### [Assigned task]
Quote the entries below from the line with "target | sandy soil" through the line with "target | metal fence post", both ends included, and only those lines.
┌──
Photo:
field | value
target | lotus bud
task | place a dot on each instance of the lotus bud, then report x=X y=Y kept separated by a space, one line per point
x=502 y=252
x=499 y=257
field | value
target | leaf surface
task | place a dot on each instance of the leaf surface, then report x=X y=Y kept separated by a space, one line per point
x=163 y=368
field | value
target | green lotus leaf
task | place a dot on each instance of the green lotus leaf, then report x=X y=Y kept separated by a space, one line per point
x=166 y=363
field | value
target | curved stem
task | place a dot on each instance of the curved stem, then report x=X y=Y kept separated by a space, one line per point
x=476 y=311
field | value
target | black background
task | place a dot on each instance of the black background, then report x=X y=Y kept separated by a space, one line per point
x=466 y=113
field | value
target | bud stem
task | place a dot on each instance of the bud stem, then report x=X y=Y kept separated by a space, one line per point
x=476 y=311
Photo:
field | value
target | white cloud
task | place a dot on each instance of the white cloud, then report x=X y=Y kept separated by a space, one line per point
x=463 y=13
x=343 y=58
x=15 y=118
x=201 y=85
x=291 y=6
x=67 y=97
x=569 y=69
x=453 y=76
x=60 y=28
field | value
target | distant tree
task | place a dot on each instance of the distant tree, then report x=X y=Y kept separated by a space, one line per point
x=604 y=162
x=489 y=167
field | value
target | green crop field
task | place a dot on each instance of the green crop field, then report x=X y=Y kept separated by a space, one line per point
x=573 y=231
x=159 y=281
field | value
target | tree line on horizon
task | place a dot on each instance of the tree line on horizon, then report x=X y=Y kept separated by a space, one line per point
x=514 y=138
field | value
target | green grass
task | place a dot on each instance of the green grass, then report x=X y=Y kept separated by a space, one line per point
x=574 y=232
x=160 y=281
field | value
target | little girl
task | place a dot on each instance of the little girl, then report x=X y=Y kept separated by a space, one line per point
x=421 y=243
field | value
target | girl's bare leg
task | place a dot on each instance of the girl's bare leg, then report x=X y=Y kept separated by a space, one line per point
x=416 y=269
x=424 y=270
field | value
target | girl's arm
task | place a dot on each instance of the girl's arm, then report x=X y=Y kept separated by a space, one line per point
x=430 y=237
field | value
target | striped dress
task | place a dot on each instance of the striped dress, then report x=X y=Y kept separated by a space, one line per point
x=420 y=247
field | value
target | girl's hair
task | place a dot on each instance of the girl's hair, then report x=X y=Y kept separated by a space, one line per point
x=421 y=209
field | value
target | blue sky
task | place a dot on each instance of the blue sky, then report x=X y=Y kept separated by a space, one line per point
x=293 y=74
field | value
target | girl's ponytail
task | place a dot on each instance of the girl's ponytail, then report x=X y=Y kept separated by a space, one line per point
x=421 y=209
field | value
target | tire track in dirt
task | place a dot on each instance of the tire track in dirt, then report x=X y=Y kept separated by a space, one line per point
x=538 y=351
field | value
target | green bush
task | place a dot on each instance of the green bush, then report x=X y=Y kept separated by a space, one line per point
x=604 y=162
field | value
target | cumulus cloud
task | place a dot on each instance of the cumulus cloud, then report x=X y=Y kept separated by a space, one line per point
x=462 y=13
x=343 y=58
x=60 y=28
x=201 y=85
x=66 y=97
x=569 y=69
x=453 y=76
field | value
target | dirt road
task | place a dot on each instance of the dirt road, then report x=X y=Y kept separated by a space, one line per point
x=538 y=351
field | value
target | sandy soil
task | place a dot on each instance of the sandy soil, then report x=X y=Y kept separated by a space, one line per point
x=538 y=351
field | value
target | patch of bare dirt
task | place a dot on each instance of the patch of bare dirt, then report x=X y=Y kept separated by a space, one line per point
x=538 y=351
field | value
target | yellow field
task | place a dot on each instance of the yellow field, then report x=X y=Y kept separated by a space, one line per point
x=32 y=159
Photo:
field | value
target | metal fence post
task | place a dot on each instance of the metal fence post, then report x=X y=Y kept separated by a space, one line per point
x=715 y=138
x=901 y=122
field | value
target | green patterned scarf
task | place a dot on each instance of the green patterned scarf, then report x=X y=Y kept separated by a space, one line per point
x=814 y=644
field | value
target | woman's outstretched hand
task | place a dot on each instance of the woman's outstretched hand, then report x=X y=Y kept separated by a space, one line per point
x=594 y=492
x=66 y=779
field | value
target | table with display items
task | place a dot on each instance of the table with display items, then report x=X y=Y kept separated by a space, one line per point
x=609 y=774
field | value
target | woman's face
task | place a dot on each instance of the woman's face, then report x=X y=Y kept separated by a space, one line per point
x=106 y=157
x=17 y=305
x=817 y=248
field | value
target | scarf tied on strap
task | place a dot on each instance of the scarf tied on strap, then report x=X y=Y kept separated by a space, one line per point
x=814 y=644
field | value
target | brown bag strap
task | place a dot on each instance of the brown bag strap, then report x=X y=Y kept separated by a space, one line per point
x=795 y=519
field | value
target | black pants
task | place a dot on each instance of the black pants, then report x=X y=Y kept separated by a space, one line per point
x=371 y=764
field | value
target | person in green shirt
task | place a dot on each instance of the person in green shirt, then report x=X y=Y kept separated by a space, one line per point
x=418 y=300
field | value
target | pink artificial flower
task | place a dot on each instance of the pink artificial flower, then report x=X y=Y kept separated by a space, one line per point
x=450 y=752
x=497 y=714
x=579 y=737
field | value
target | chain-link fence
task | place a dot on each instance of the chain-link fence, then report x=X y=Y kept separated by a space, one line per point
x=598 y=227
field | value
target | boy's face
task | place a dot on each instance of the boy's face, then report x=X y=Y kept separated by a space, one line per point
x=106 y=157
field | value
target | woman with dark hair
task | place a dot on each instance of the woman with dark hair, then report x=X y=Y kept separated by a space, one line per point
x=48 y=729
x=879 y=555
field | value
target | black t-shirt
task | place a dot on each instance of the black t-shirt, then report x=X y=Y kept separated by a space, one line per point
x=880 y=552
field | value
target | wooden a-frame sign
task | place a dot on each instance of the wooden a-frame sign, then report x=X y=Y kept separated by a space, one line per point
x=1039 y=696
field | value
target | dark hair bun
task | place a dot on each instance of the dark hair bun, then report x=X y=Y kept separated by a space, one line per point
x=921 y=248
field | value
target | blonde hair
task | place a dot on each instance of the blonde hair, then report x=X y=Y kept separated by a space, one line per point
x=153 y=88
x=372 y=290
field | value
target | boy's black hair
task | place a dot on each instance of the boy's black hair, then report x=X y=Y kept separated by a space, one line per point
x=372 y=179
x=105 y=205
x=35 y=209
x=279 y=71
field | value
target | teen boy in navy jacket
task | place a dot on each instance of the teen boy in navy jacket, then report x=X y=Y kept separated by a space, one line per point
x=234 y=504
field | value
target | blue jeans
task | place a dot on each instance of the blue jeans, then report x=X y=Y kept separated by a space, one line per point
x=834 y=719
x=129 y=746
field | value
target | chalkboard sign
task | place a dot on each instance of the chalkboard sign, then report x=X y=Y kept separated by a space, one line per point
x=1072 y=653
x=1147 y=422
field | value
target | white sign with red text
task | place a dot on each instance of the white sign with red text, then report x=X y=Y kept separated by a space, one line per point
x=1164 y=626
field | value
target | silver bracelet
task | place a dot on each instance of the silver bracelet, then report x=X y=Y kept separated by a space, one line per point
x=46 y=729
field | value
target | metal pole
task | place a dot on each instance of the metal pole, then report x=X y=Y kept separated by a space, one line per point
└──
### [Exercise solution]
target | sandy soil
task | place a dot on each instance of the sandy soil, then report x=X y=Y kept separated by a space, one line per point
x=538 y=351
field | value
target | patch of bare dirt
task | place a dot on each instance of the patch of bare dirt, then report x=X y=Y kept separated by a space, one line per point
x=538 y=351
field | value
target | yellow field
task | place a dot on each instance of the yellow field, then report x=X y=Y kept separated by a space, one line per point
x=32 y=159
Photo:
field | value
target | metal fence post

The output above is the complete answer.